(What you are asked to do) Exactly as given, write out the lines from the one containing "Please tag the bale" through the end of the listing, with both ends included and nothing else.

(Material to process)
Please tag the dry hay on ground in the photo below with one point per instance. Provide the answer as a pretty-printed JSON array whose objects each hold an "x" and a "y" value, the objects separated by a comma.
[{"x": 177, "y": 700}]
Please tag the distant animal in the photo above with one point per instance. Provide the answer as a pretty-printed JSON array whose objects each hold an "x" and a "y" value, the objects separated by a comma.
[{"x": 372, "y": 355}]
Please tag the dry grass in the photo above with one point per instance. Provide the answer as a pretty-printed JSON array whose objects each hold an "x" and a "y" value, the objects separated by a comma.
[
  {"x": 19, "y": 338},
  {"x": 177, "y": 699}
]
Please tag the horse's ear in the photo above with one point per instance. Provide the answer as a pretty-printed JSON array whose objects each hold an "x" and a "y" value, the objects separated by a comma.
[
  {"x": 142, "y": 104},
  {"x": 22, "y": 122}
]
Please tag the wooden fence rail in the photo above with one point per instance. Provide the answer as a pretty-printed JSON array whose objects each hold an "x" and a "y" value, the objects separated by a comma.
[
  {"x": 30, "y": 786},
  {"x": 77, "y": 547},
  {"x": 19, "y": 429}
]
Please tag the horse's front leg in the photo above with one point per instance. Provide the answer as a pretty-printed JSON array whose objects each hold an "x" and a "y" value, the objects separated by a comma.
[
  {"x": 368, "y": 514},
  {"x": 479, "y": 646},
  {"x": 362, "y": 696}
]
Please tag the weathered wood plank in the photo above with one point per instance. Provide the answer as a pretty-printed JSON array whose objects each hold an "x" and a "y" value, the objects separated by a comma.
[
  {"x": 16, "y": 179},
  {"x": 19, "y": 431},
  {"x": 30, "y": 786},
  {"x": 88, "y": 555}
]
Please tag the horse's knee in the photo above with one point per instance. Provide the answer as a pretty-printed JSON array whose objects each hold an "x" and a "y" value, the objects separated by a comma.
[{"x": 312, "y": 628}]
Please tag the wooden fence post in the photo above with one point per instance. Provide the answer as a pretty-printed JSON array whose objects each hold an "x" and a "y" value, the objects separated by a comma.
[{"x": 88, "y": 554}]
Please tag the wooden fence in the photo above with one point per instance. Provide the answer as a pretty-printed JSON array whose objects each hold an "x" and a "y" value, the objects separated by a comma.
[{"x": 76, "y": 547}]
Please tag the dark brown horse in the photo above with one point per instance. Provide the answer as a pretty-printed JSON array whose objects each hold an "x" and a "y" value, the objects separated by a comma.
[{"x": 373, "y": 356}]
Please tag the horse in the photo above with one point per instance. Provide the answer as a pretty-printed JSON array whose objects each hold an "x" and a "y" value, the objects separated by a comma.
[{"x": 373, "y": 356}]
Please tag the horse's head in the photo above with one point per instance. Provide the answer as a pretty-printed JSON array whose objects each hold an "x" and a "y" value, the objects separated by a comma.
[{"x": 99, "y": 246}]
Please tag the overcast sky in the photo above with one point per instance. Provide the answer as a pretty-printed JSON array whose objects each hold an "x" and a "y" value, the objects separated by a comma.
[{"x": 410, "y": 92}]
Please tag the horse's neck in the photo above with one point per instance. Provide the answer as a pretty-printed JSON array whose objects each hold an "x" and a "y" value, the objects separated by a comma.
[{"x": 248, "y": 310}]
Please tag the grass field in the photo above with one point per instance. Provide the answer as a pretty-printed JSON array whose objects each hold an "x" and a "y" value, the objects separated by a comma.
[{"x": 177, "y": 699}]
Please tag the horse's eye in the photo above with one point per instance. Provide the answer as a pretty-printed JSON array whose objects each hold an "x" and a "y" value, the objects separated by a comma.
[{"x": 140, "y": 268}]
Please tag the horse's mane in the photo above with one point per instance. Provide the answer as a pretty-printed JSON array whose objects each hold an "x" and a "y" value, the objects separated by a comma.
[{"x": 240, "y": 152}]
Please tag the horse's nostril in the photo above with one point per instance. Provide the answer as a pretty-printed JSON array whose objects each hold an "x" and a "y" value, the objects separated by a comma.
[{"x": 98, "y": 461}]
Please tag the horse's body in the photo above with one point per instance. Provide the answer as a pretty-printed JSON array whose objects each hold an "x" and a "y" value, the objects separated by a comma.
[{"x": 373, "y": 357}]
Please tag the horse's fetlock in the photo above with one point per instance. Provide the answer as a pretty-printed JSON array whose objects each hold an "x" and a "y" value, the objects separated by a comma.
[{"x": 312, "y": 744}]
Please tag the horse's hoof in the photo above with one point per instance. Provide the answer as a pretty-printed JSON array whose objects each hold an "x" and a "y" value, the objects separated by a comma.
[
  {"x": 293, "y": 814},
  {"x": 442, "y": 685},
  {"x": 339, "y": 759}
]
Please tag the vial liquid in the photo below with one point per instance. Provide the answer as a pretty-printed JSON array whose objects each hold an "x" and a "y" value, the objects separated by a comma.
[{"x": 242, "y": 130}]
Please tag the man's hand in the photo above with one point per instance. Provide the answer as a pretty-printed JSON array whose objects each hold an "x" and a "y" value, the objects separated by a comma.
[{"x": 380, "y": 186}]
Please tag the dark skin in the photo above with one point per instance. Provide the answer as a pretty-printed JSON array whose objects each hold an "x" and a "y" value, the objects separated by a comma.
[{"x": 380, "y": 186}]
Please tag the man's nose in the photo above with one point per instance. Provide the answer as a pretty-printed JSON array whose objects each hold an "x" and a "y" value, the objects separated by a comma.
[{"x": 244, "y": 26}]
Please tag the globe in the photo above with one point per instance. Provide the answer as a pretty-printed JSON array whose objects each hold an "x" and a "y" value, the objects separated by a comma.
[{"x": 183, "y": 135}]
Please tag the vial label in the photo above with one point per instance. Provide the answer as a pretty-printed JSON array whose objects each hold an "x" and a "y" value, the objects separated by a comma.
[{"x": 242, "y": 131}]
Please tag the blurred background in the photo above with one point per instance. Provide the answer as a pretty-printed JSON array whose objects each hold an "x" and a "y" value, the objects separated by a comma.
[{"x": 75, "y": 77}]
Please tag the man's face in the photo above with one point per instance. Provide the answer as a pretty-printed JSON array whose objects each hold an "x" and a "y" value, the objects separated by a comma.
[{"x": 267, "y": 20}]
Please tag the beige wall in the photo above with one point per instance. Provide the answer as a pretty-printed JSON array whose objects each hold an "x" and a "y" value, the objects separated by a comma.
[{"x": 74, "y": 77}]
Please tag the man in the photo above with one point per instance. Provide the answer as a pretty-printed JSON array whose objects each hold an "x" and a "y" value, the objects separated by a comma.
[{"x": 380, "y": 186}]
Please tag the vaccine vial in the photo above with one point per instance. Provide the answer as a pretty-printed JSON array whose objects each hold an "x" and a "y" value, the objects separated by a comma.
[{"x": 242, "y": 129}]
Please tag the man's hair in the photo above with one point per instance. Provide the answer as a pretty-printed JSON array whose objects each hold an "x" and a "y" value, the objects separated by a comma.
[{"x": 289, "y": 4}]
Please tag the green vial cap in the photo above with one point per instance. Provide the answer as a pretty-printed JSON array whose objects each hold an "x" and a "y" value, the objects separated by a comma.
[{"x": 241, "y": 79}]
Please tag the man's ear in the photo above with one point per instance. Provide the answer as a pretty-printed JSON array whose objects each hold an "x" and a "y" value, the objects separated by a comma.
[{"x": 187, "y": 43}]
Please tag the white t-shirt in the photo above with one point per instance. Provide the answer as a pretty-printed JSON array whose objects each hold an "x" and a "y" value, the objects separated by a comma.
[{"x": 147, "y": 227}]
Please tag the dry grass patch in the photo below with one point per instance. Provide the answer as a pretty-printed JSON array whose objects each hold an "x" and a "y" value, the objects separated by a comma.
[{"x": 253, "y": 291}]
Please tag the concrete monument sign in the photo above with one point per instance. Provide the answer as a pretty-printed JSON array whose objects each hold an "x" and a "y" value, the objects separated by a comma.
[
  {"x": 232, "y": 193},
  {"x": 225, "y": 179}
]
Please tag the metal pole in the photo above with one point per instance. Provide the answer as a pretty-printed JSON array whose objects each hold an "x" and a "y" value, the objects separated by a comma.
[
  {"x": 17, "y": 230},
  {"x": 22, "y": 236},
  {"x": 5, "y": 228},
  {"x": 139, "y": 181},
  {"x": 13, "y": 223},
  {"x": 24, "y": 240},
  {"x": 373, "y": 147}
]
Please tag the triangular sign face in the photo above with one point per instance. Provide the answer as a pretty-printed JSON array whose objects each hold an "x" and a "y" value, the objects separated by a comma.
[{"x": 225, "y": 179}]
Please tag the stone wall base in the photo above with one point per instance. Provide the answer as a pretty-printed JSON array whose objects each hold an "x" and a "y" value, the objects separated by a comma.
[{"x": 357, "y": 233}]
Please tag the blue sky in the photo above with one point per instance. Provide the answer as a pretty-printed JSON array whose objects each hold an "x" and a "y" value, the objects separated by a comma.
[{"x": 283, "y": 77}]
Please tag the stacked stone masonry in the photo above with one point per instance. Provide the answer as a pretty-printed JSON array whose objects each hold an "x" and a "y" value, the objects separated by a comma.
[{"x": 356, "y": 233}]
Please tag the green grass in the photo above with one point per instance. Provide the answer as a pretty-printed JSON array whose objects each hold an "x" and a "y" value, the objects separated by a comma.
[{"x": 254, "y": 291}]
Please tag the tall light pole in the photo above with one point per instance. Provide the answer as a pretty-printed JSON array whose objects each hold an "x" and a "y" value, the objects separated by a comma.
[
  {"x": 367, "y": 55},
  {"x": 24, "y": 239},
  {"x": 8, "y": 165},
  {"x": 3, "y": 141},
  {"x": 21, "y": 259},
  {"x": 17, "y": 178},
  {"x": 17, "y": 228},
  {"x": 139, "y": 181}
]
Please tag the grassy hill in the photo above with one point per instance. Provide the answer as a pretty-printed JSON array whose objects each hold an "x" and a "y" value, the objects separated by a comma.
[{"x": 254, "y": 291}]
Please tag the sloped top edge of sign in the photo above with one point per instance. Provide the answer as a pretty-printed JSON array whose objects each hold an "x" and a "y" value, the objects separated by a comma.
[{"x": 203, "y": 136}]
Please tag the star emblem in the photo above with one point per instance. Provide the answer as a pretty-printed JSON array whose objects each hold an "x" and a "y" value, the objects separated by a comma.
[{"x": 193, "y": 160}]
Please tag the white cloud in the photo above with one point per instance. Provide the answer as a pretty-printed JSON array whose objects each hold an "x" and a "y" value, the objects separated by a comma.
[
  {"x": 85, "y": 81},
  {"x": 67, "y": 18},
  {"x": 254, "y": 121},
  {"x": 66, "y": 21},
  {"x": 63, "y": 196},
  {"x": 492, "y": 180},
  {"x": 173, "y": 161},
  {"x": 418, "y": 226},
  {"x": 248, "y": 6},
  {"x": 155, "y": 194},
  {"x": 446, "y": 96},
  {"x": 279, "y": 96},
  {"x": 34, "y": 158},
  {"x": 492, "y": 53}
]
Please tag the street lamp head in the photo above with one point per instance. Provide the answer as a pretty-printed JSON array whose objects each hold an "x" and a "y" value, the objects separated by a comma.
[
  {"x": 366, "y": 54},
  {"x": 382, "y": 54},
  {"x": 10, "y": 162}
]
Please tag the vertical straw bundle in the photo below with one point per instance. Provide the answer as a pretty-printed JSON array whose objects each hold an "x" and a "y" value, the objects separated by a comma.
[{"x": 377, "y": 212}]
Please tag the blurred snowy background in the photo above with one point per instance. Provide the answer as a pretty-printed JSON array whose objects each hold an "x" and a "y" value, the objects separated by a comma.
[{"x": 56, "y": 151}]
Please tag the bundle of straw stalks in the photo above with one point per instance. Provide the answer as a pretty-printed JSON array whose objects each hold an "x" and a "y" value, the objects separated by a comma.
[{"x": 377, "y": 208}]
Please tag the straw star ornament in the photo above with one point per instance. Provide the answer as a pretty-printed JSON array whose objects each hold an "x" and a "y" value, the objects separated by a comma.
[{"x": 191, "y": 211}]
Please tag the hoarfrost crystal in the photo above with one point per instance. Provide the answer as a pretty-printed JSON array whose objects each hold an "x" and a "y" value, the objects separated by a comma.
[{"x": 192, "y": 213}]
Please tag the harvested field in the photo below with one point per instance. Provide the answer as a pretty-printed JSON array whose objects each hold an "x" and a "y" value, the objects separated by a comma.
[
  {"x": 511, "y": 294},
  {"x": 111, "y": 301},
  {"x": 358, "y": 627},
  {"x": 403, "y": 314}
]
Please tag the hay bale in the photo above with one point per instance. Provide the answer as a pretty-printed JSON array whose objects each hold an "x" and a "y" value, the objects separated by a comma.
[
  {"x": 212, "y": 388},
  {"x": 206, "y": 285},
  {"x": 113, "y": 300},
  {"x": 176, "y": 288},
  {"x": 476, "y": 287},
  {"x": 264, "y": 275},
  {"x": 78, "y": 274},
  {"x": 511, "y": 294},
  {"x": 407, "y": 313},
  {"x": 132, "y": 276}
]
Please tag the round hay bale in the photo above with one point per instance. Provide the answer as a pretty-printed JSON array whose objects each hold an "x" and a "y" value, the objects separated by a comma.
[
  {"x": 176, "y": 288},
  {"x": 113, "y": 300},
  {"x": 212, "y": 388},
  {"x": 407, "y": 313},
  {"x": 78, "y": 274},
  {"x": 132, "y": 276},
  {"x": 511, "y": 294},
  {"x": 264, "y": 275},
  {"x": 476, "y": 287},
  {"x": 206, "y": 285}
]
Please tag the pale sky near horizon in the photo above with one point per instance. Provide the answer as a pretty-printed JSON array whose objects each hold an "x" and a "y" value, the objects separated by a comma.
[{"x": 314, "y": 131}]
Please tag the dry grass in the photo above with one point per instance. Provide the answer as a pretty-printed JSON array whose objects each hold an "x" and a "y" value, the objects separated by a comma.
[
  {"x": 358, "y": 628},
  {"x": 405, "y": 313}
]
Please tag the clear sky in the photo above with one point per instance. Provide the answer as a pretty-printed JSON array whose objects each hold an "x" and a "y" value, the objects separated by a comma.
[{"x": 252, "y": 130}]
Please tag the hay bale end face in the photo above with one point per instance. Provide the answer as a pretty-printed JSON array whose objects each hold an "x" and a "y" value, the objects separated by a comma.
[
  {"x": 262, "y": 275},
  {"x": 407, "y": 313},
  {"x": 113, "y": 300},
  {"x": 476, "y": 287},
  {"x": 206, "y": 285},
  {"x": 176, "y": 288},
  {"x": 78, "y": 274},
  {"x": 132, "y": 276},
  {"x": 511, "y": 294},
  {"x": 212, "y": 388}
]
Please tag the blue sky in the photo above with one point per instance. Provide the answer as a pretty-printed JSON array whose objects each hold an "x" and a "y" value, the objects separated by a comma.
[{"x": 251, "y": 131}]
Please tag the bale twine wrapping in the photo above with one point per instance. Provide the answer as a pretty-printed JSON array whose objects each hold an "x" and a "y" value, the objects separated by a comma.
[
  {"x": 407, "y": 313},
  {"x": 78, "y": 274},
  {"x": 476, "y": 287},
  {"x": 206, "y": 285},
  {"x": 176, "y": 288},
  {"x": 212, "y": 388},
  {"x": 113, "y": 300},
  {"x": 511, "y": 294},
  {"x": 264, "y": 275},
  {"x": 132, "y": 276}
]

(Solution to this problem)
Please tag the bale twine wrapping in the photo above with one point per instance. Provide the answer as a pretty-printed JSON array whose objects each hold an "x" and a "y" value, the objects separated by a comma.
[
  {"x": 407, "y": 313},
  {"x": 78, "y": 274},
  {"x": 476, "y": 287},
  {"x": 206, "y": 285},
  {"x": 176, "y": 288},
  {"x": 212, "y": 388},
  {"x": 113, "y": 300},
  {"x": 511, "y": 294},
  {"x": 264, "y": 275},
  {"x": 132, "y": 276}
]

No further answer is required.